- _Given data_
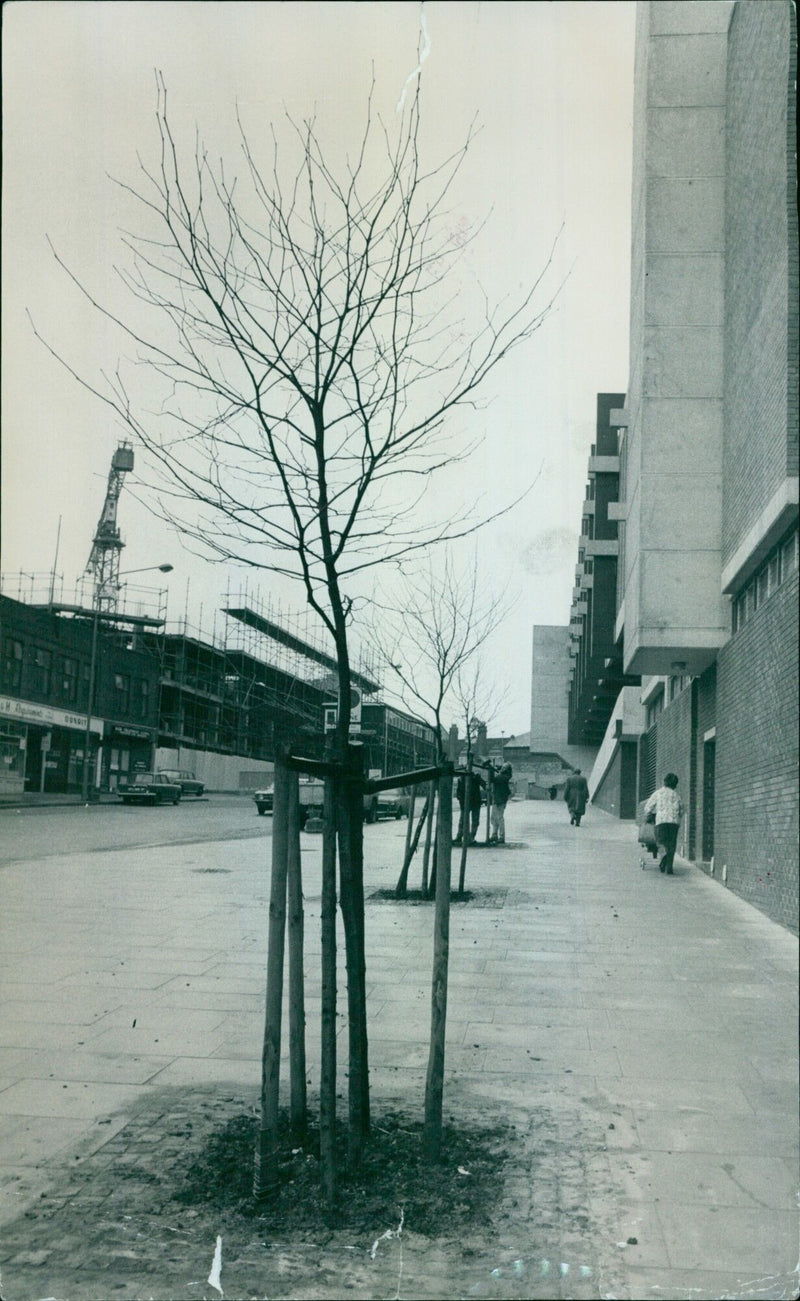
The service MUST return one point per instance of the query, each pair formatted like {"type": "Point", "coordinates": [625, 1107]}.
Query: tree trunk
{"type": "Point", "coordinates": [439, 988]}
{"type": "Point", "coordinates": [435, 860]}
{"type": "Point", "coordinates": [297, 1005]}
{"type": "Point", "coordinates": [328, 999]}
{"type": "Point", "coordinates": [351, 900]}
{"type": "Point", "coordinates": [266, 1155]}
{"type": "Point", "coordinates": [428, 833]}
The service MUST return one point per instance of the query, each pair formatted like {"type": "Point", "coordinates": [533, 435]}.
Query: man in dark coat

==

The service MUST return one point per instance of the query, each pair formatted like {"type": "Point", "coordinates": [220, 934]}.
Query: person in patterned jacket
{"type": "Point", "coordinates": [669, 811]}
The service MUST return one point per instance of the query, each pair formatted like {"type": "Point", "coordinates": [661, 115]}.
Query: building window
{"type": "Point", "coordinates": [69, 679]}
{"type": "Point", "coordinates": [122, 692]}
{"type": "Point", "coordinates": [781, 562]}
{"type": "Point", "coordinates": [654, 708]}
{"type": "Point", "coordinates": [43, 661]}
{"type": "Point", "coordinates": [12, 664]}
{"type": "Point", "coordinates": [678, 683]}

- _Short task_
Which lines in the entries above contain the string "pair", matching case exactly? Copy out every one of them.

- _Solution to this problem_
The service MUST return one point per instance of the query, each pair formatted like {"type": "Point", "coordinates": [625, 1107]}.
The service MUST return one point per instance of the query, each pair formatted like {"type": "Point", "coordinates": [533, 435]}.
The service MUST return one point per instance of the query, each pair formatted like {"type": "Point", "coordinates": [220, 934]}.
The service MUST return one point per instance of the query, each pair formatted like {"type": "Point", "coordinates": [661, 115]}.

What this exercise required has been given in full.